Scrapy shell return without response

2024/11/15 20:53:22

I have a little problem with scrapy to crawl a website. I followed the tutorial of scrapy to learn how crawl a website and I was interested to test it on the site 'https://www.leboncoin.fr' but the spider doesn't work. So, I tried :

scrapy shell 'https://www.leboncoin.fr'

But, I haven't a response of the site.

$ scrapy shell 'https://www.leboncoin.fr'
2017-05-16 08:31:26 [scrapy.utils.log] INFO: Scrapy 1.3.3 started (bot: all_cote)

+ + +

Reproduce word for word the portion of the Scrapy shell post that begins at "2024/11/15 20:53:22" and stops after "started (bot: all_cote)". None of the entries are needed.

[Stored records]
+ + +

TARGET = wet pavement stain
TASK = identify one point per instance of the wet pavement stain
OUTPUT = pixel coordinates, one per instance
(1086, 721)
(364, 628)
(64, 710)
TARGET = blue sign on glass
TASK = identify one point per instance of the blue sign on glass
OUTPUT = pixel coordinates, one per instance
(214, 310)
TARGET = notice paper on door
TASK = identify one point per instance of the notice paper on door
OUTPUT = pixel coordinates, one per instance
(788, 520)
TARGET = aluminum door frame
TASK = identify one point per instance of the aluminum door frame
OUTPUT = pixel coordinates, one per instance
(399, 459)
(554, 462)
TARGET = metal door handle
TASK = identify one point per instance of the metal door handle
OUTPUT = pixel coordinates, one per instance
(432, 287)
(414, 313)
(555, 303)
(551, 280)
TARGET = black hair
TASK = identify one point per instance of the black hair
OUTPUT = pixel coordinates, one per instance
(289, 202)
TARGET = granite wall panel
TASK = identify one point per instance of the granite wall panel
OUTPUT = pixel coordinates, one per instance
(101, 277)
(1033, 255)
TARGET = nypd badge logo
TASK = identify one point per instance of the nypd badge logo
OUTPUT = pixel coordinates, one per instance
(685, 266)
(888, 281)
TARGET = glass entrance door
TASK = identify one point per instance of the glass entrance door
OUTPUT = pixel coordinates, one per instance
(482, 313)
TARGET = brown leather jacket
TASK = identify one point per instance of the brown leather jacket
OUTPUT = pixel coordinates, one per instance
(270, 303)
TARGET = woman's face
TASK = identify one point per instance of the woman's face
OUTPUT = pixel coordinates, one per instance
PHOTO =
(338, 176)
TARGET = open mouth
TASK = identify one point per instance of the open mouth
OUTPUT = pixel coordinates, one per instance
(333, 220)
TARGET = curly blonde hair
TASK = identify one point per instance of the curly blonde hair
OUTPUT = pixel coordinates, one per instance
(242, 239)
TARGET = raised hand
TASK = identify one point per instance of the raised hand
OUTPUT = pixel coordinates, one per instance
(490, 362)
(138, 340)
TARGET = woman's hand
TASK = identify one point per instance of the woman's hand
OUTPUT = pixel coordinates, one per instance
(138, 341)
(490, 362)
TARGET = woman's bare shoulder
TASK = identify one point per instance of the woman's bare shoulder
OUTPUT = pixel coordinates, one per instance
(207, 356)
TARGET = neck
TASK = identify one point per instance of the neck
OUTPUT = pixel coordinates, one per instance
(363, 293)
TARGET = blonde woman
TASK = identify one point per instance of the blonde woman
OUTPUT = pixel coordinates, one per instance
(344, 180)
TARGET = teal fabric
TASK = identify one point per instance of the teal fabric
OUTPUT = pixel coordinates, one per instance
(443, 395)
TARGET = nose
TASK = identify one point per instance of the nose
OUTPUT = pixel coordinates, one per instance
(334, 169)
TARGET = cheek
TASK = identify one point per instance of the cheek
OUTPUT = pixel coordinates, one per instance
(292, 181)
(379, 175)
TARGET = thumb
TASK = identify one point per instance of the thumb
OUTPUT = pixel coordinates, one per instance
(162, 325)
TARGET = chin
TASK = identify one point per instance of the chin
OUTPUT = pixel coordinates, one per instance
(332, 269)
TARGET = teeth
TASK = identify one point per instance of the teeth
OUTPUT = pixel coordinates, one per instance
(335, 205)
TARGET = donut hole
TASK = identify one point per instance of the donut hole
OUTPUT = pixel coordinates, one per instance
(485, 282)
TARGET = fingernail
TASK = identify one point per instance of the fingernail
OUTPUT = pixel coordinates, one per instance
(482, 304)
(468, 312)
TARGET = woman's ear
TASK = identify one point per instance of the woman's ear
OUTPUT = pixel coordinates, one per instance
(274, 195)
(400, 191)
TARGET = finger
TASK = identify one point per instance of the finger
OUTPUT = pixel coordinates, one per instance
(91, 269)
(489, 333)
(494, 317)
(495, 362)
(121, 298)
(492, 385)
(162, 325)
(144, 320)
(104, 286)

+ + +

RESPONSE TO THIS EXERCISE
2024/11/15 20:53:22

I have a little problem with scrapy to crawl a website. I followed the tutorial of scrapy to learn how crawl a website and I was interested to test it on the site 'https://www.leboncoin.fr' but the spider doesn't work. So, I tried :

scrapy shell 'https://www.leboncoin.fr'

But, I haven't a response of the site.

$ scrapy shell 'https://www.leboncoin.fr'
2017-05-16 08:31:26 [scrapy.utils.log] INFO: Scrapy 1.3.3 started (bot: all_cote)